What to produce:
Return each line of the records below that contains the word "blue". Case matters.

Exercise material:
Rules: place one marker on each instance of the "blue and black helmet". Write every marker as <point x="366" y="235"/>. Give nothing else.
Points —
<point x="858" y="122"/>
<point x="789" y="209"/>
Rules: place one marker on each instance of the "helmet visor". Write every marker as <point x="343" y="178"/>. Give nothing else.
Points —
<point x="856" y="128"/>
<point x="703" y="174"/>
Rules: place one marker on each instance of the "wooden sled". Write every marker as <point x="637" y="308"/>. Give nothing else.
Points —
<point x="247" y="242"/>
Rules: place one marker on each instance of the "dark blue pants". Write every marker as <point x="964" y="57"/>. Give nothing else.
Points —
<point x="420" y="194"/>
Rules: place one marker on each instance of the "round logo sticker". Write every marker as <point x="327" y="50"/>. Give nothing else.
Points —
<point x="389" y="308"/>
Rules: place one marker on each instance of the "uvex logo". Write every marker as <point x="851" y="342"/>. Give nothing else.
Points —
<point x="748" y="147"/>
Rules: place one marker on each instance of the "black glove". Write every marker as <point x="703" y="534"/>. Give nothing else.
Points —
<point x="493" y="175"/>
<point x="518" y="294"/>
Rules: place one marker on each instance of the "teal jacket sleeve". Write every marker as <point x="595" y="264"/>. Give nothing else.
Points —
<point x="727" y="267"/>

Output for this task:
Rules: place one marker on each instance of the "blue and black helmet". Write every marker as <point x="366" y="235"/>. Give nothing else.
Rules: place one marker on each instance of the "dark blue pants". Write every marker as <point x="964" y="57"/>. Give nothing else.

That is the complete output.